- RECORDS PROVIDED:
— BEGIN —

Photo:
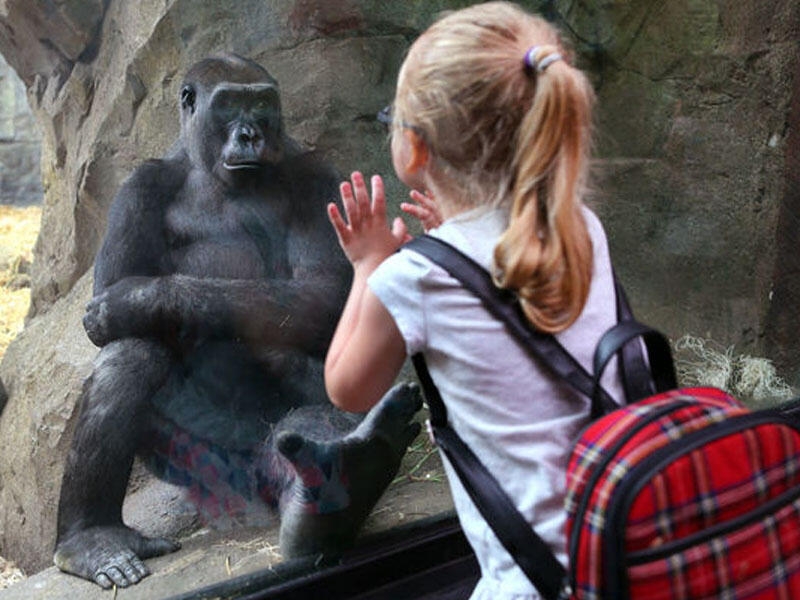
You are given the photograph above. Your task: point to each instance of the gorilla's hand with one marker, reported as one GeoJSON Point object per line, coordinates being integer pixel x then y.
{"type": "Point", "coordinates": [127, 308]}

— END —
— BEGIN —

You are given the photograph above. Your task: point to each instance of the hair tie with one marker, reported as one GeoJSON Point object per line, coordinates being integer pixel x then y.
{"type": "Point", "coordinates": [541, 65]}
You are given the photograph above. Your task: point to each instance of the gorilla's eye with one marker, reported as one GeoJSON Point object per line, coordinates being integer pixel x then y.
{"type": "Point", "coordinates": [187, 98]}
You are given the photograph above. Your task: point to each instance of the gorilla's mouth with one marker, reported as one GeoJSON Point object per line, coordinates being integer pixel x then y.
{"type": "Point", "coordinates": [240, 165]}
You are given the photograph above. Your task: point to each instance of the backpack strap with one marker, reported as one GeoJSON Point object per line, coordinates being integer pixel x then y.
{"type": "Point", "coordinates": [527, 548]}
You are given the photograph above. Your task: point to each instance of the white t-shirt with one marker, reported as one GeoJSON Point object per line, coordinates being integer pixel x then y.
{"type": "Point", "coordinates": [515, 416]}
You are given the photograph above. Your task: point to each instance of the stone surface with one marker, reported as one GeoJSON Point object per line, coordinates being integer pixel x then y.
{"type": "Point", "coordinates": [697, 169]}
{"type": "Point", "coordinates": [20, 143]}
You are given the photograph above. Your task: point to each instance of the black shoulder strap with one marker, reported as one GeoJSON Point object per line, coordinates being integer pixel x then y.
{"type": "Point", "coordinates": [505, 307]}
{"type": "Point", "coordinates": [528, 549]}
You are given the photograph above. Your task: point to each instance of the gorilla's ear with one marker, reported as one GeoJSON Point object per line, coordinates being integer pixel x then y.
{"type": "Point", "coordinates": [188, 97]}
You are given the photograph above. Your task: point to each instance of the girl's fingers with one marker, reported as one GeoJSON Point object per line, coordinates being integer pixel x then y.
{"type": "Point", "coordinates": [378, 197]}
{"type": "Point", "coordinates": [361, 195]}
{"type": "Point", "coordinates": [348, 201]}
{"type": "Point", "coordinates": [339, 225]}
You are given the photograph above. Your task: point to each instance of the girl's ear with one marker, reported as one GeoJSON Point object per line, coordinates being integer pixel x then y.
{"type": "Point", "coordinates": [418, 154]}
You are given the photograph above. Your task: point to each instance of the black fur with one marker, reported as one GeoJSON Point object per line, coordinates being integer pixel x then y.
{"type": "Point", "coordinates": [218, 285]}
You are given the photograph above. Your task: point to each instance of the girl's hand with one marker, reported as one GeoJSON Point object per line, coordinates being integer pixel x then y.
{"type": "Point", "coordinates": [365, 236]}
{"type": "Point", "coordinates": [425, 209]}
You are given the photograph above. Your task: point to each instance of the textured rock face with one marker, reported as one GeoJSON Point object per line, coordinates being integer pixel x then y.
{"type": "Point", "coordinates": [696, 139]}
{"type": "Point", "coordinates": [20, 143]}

— END —

- AIM OF THE TASK: Please report each line in the records above that contains the word "strap", copied in full.

- RESPONSE TO THIS EXERCISE:
You are given the photograph above. Your task: point to each instance of the backpack strap with one marker, reported as one GeoJSON Point object per line, coordinates being integer pixel x then y.
You are given the photograph above. Your task: point to each instance of the black shoulder strap with one marker, reported as one GeoJSON Point object per line, coordinates being integer pixel x then y.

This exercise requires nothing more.